To be done :: Report in full each line of the records below that contains the string "match". Case counts.

Given entries ::
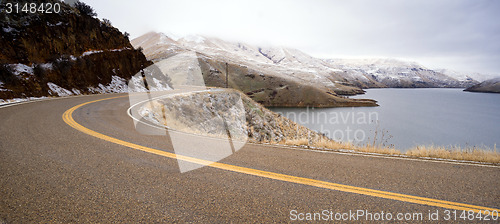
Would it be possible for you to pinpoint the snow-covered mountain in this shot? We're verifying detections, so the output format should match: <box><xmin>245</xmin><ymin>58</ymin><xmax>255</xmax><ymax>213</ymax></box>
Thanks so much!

* * *

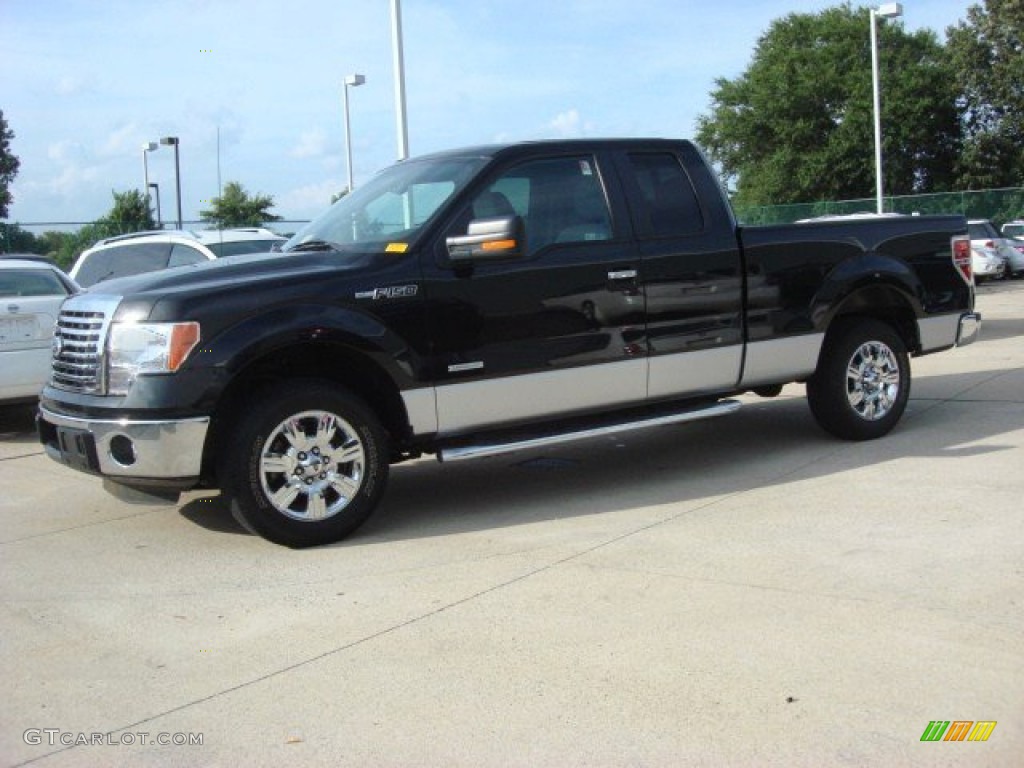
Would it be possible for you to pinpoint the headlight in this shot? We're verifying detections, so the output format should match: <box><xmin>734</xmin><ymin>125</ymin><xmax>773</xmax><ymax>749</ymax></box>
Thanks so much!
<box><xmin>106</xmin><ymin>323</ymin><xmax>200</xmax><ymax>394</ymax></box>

...

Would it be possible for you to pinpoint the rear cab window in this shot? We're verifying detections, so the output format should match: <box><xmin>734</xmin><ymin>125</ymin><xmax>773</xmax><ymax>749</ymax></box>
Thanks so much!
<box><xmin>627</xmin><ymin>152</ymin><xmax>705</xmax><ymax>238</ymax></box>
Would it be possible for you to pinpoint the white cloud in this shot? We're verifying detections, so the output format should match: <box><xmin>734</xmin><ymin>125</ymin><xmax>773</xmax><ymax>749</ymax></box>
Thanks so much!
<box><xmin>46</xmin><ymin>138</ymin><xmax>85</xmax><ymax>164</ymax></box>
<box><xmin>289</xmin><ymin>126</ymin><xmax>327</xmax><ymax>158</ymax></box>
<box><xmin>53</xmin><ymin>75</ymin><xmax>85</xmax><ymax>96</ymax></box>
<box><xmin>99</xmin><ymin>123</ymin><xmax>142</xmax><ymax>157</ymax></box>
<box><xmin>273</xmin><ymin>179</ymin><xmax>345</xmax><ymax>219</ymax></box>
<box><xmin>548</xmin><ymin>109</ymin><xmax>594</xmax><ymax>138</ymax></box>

Final result ::
Would it be possible for you to pinpoint the snow-covered mountain in this shot? We're verifying detections, so the output format should match: <box><xmin>245</xmin><ymin>58</ymin><xmax>255</xmax><ymax>213</ymax></box>
Would it be possible for you to pinpoint the headlight in this shot? We're verifying detections, so the output format should match: <box><xmin>734</xmin><ymin>125</ymin><xmax>773</xmax><ymax>749</ymax></box>
Would it be possible for you to pinpoint the rear cab window in this shot? We're verifying detections, so the output format should match: <box><xmin>734</xmin><ymin>125</ymin><xmax>773</xmax><ymax>749</ymax></box>
Would it be possible for you to pinpoint the white cloud in this shot? We're verifying detections, so the output format should match: <box><xmin>734</xmin><ymin>125</ymin><xmax>773</xmax><ymax>749</ymax></box>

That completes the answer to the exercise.